Exercise task A - In the listing, edit the lines starting with the line that contains "return mask of <item>forest background</item>" and going on through the line that contains "171 153 L 142" by replacing "green grass field" with "grassy meadow", with all else unchanged. Return only those lines.

---------- Extracted text

# Cypripedium Schoko



## fundulopanchax (Jun 2, 2020)

Cyp Schoko is another favorite. Each year the flower quality among my plants varies. For whatever reason this is a banner year (rain was typical - a lot! but the winter temperatures were somewhat colder more often than usual. We had a 24 F night and a few in the upper 20s). Here are flowers from three plants blooming now. I think Schoko tends to be more difficult than many Cyps is that its parent shanxiense is quite difficult to keep alive for more than a couple of years (at least for me) and its parent calceolus is always somewhat temperamental. The flower in the middle image was a very bright red two days ago - I did not get an image since it was raining and now the color is somewhat muted.


----------



## KyushuCalanthe (Jun 2, 2020)

Lovely Ron. Almost looks like shanxiense but the sepals and petals are little too compact and the lip is more compressed. Would you say it is easier than its parents, or about the same?


----------



## fundulopanchax (Jun 2, 2020)

Easier than any shanxiense I have had. Having said that I have never received shanxiense in excellent condition, even from Anthura. They just don’t seem to ship well. Schoko is similar to calceolus in ease of maintenance.


----------



## KyushuCalanthe (Jun 2, 2020)

Ron, I wonder if you grew them with a little more limestone in the mix... the ones I saw in the wild were growing as a rule in travertine deposits and only above 3000 meters. It may just be a touchy species. C. henryi is a related plant, and I've never heard of anyone succeeding with that one very long either. I've had a few - they flower well for a few years and then wane away. Holger said the same thing of plants he grew in China. He grew C. shanxiense alongside all this other Cyp in Huanglong, but that was at 3000 meters elevation in its native climate.


----------

--------------------

Exercise task B -
Answer these questions from the Cypripedium Schoko thread:
(i) What was the coldest night temperature that fundulopanchax reports for the winter?
(ii) Which source does fundulopanchax name as having sent shanxiense in less than excellent condition?
(iii) Above what elevation did KyushuCalanthe see the wild plants growing?

---------- Records for this task

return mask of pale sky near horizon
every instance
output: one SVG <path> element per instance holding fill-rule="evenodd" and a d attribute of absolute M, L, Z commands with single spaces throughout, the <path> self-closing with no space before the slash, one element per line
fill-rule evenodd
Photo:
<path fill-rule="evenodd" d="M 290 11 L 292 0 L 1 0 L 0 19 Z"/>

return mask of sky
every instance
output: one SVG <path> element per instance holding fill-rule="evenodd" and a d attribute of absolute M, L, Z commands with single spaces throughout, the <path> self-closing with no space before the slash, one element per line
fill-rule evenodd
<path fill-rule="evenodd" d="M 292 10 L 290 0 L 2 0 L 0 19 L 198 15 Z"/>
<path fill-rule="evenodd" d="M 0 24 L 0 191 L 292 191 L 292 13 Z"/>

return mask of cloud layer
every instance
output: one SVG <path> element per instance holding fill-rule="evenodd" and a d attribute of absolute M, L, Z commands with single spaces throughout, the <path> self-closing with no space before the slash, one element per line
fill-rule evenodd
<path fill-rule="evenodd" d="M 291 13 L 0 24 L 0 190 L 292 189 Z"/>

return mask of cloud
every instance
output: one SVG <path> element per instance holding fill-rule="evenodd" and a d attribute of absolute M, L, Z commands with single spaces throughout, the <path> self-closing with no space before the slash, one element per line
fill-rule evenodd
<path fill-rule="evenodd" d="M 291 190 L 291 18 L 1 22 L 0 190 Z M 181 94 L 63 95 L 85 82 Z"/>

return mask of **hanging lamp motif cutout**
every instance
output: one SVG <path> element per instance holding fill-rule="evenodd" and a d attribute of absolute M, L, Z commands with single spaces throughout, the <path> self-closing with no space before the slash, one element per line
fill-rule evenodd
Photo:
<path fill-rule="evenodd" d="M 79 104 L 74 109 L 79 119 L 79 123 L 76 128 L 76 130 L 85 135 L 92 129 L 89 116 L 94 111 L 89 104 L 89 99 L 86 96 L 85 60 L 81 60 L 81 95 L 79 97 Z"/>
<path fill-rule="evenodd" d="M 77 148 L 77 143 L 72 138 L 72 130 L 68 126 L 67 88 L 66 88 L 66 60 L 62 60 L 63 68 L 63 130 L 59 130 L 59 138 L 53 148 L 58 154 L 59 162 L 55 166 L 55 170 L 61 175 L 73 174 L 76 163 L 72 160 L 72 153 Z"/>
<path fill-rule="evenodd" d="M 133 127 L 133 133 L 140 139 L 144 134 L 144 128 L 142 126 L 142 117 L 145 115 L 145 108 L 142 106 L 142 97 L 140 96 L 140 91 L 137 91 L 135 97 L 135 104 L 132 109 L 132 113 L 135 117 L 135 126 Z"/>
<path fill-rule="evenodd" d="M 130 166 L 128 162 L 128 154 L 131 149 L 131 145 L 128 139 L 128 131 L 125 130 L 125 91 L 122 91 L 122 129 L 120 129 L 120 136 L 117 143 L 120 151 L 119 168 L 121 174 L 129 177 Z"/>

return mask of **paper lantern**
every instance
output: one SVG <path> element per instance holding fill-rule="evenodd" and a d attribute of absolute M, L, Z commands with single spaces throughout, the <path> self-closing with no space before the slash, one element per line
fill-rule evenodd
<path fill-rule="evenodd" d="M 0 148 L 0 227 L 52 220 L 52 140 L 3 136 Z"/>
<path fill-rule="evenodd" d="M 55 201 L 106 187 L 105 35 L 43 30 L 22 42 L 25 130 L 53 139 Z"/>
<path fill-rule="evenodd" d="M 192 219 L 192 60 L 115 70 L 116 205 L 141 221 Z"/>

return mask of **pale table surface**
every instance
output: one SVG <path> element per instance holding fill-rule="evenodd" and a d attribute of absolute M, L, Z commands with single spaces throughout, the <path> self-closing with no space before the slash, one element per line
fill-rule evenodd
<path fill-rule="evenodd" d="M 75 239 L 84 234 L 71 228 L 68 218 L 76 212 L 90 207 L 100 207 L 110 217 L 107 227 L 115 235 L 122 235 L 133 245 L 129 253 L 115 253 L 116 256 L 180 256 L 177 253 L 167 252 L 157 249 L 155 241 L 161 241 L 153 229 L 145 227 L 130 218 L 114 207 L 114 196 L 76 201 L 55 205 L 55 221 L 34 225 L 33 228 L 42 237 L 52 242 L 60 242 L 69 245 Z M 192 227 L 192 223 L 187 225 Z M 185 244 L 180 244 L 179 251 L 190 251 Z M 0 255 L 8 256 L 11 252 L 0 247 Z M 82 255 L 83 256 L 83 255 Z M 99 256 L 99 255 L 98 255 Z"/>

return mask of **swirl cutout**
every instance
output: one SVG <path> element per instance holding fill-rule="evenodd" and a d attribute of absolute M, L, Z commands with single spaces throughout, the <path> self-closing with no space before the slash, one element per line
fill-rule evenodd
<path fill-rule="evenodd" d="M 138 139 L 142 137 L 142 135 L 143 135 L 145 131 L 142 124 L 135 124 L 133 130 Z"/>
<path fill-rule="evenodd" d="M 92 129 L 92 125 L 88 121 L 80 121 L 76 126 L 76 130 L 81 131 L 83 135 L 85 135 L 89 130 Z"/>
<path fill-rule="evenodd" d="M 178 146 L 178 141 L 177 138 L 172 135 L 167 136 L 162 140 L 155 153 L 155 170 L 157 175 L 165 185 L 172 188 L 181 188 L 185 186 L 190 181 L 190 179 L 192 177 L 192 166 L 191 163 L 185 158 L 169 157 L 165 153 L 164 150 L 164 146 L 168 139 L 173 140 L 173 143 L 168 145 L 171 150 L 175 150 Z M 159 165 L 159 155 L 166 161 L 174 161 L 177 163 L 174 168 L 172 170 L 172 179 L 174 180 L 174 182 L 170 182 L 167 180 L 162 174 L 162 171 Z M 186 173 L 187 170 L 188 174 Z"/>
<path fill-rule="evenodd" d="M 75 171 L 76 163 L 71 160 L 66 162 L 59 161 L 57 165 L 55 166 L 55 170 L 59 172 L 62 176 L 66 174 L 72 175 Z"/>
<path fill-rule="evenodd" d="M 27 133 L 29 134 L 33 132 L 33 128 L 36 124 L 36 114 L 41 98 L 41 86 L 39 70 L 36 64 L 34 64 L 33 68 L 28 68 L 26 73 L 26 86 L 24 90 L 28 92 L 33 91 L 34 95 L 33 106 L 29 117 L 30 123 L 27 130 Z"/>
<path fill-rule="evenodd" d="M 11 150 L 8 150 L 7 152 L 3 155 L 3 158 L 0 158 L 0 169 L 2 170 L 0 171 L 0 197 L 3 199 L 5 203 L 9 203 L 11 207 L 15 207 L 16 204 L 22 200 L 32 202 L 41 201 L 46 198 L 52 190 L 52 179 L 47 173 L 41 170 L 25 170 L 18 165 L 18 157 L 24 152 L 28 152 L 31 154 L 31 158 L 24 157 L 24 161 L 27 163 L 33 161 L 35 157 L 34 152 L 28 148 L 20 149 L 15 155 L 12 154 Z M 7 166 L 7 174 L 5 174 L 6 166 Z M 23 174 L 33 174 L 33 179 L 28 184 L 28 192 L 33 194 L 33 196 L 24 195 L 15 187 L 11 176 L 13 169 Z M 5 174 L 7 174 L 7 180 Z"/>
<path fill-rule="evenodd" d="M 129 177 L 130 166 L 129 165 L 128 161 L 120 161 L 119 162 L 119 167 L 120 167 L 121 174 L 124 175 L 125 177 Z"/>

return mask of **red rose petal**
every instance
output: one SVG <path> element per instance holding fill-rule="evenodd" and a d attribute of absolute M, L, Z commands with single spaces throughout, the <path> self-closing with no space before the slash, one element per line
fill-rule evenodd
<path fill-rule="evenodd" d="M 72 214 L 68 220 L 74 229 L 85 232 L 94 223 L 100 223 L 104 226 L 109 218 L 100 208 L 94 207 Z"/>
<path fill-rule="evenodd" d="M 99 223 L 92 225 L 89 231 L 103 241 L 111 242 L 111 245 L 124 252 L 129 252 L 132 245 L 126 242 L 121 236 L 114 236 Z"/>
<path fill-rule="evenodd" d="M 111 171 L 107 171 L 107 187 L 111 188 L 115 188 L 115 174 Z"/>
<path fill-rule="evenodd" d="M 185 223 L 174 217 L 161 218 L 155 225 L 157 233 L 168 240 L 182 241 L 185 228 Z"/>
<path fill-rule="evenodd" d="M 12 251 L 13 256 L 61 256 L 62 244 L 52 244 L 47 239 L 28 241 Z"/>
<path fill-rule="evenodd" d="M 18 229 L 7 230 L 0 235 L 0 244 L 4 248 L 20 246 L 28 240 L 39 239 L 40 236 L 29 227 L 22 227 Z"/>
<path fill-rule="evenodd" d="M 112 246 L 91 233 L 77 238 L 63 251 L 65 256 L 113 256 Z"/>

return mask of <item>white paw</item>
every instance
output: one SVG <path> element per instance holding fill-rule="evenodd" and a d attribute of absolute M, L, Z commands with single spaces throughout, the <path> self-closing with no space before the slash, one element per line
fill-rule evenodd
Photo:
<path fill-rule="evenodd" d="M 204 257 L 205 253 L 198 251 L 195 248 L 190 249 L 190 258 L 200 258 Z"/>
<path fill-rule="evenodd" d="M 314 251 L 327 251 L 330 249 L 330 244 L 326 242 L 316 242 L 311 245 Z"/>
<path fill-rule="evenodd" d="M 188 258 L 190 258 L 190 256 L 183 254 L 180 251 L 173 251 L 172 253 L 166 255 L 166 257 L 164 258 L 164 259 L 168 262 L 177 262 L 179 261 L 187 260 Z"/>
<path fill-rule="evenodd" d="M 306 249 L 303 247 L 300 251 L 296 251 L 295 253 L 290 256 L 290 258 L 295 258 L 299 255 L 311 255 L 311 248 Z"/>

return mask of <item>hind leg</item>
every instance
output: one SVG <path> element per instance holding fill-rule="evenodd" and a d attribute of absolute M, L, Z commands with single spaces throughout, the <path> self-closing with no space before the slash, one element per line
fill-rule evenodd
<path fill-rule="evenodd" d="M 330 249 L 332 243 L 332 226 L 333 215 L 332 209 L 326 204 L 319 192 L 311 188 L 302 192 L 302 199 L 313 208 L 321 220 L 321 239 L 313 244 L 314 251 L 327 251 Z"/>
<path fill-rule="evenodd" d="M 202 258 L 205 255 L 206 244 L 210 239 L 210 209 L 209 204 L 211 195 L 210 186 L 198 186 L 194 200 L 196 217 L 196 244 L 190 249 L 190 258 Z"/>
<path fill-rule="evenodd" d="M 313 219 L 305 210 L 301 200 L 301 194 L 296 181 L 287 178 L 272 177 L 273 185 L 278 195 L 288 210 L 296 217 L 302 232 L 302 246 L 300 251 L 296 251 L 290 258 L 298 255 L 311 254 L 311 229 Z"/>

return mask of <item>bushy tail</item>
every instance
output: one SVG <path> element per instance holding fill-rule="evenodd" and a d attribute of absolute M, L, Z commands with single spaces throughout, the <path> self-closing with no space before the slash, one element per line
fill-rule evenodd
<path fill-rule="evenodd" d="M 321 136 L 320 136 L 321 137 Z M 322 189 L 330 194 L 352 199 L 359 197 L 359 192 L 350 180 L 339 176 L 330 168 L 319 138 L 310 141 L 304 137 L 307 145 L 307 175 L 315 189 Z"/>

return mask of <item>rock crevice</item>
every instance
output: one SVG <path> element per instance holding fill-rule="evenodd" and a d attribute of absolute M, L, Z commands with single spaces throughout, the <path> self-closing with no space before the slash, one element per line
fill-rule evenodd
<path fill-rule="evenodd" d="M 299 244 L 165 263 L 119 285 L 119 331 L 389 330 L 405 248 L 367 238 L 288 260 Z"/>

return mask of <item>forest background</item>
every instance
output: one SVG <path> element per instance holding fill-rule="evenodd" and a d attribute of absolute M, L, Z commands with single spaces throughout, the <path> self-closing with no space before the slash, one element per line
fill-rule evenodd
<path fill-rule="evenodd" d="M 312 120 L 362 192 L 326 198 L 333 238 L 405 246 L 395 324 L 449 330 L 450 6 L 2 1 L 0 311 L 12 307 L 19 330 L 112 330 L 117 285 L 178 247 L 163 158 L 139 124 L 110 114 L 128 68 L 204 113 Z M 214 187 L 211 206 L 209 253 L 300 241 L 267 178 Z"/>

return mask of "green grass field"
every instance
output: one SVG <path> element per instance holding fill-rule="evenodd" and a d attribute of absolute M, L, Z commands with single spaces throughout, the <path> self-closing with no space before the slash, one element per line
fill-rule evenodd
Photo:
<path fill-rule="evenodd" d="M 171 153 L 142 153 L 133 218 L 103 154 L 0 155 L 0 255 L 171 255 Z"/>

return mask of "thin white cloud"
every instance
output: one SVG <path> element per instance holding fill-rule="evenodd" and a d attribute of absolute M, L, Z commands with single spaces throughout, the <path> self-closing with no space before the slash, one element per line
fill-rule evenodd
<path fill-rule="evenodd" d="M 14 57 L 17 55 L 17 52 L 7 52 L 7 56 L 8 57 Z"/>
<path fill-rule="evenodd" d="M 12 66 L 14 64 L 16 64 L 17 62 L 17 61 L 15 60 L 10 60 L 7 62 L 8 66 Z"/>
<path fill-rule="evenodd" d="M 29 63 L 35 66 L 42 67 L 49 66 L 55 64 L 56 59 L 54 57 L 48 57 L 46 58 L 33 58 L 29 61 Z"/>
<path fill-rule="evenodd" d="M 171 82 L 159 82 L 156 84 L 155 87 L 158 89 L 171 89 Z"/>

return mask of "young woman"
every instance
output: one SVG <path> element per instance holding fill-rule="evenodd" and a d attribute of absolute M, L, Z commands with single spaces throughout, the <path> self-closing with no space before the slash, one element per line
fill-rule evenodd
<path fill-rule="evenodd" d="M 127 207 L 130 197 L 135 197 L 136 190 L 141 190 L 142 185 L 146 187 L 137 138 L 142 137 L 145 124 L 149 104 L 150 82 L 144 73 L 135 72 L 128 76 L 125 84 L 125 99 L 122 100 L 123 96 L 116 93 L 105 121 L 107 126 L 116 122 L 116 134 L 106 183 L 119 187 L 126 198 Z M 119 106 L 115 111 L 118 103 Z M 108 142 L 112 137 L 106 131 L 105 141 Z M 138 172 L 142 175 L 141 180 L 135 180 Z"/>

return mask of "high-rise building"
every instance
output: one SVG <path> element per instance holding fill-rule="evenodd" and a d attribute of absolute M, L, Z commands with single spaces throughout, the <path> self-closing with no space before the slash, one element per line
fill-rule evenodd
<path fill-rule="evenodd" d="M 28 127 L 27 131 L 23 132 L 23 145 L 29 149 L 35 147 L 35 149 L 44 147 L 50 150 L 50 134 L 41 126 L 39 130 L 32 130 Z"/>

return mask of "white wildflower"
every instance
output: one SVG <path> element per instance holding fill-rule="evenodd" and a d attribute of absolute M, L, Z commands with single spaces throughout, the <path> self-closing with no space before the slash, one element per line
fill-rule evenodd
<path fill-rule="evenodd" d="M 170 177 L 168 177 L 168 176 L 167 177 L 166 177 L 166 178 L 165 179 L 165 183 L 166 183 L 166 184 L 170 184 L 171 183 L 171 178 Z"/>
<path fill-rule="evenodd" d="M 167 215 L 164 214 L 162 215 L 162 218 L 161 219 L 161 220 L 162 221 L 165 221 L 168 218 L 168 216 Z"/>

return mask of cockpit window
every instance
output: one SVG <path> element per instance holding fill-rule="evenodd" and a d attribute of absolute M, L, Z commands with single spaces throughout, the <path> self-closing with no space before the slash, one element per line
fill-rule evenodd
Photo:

--------------------

Solution A -
return mask of <item>forest background</item>
every instance
output: one SVG <path> element per instance holding fill-rule="evenodd" and a d attribute of absolute M, L, Z commands with single spaces throughout, the <path> self-closing with no space before the slash, one element per line
fill-rule evenodd
<path fill-rule="evenodd" d="M 312 120 L 362 192 L 326 198 L 333 238 L 405 246 L 395 324 L 449 330 L 450 6 L 2 1 L 0 311 L 12 307 L 19 330 L 112 330 L 117 285 L 178 247 L 163 158 L 139 124 L 110 114 L 128 68 L 204 113 Z M 214 187 L 211 206 L 209 253 L 300 241 L 267 178 Z"/>

return mask of "grassy meadow"
every instance
output: one SVG <path> element per instance holding fill-rule="evenodd" and a d attribute of absolute M, L, Z commands with single spaces throughout, the <path> self-closing with no space before the slash, one element per line
fill-rule evenodd
Photo:
<path fill-rule="evenodd" d="M 171 153 L 142 153 L 133 218 L 103 154 L 0 155 L 0 255 L 171 255 Z"/>

Solution B -
(i) 24 F
(ii) Anthura
(iii) 3000 meters